_Your instructions_
The copy you give must match the records exactly, except that it holds no images.

————

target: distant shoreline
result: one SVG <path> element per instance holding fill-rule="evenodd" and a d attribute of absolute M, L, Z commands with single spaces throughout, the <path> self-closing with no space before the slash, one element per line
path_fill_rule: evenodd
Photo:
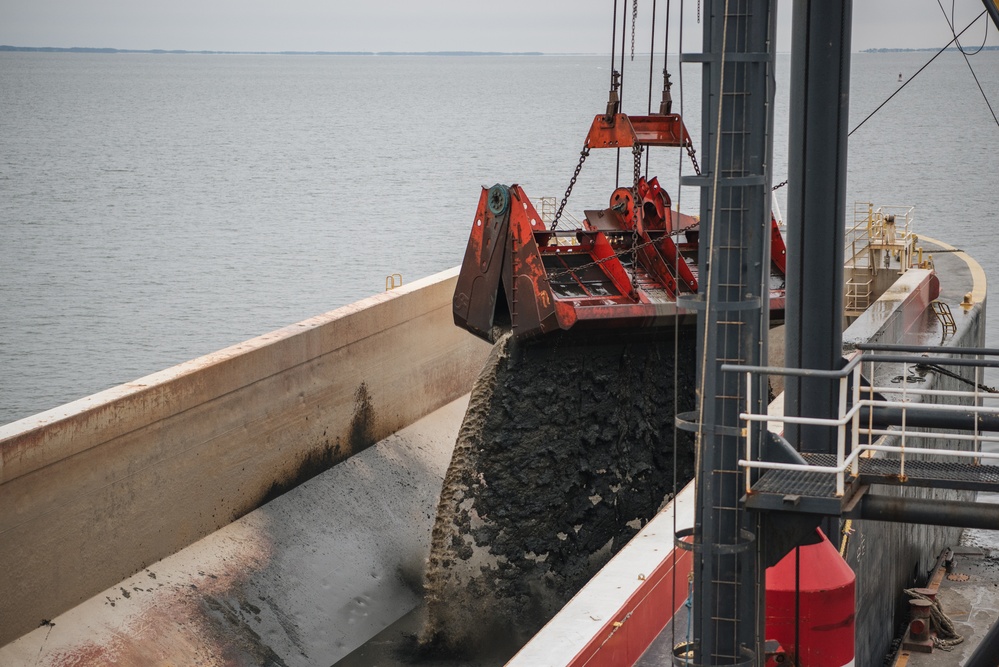
<path fill-rule="evenodd" d="M 924 47 L 918 49 L 864 49 L 855 53 L 921 53 L 937 51 L 937 48 Z M 957 47 L 949 47 L 947 51 L 958 51 Z M 976 47 L 974 49 L 978 51 Z M 982 51 L 999 51 L 999 46 L 985 46 Z M 545 53 L 543 51 L 188 51 L 185 49 L 111 49 L 86 46 L 10 46 L 0 44 L 0 53 L 149 53 L 171 55 L 209 55 L 209 56 L 606 56 L 605 53 Z M 787 51 L 779 51 L 778 55 L 787 55 Z M 641 55 L 648 55 L 643 53 Z M 659 54 L 657 54 L 659 55 Z"/>
<path fill-rule="evenodd" d="M 107 49 L 84 46 L 9 46 L 0 44 L 0 51 L 30 53 L 166 53 L 219 56 L 543 56 L 541 51 L 187 51 L 184 49 Z M 577 54 L 558 54 L 577 55 Z"/>
<path fill-rule="evenodd" d="M 864 49 L 863 51 L 861 51 L 861 53 L 917 53 L 917 52 L 924 52 L 924 51 L 939 51 L 939 50 L 940 49 L 935 49 L 935 48 L 921 48 L 921 49 Z M 947 47 L 944 50 L 945 51 L 960 51 L 960 49 L 958 49 L 956 46 L 949 46 L 949 47 Z M 968 46 L 966 46 L 964 48 L 964 50 L 966 52 L 968 52 L 968 55 L 971 55 L 972 51 L 977 52 L 979 49 L 978 49 L 977 46 L 975 46 L 975 47 L 968 47 Z M 999 51 L 999 46 L 983 46 L 981 48 L 981 50 L 982 51 Z"/>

————

_Exercise answer_
target: distant shoreline
result: one SVG <path> element per instance holding fill-rule="evenodd" and a d attribute of absolute M, L, Z commands with single spaces throughout, the <path> self-closing with no space before the slash, one element per line
path_fill_rule: evenodd
Photo:
<path fill-rule="evenodd" d="M 924 47 L 918 49 L 864 49 L 855 53 L 921 53 L 937 51 L 937 48 Z M 957 47 L 949 47 L 947 51 L 958 51 Z M 976 47 L 974 49 L 978 51 Z M 982 51 L 999 51 L 999 46 L 985 46 Z M 545 53 L 543 51 L 188 51 L 185 49 L 111 49 L 86 46 L 10 46 L 0 44 L 0 53 L 149 53 L 171 55 L 209 55 L 209 56 L 606 56 L 605 53 Z M 787 51 L 779 51 L 778 55 L 787 55 Z M 641 55 L 648 55 L 643 53 Z M 659 54 L 657 54 L 659 55 Z"/>
<path fill-rule="evenodd" d="M 107 49 L 84 46 L 9 46 L 0 44 L 0 51 L 30 53 L 166 53 L 219 56 L 543 56 L 541 51 L 187 51 L 184 49 Z M 577 54 L 558 54 L 577 55 Z"/>
<path fill-rule="evenodd" d="M 864 49 L 863 51 L 861 51 L 861 53 L 917 53 L 917 52 L 924 52 L 924 51 L 939 51 L 939 50 L 940 49 L 935 49 L 935 48 L 921 48 L 921 49 Z M 947 47 L 944 50 L 945 51 L 960 51 L 960 49 L 958 49 L 956 46 L 949 46 L 949 47 Z M 968 46 L 966 46 L 964 48 L 964 50 L 966 52 L 968 52 L 968 55 L 971 55 L 972 51 L 977 52 L 979 49 L 978 49 L 977 46 L 975 46 L 975 47 L 968 47 Z M 999 51 L 999 46 L 983 46 L 981 48 L 981 50 L 982 51 Z"/>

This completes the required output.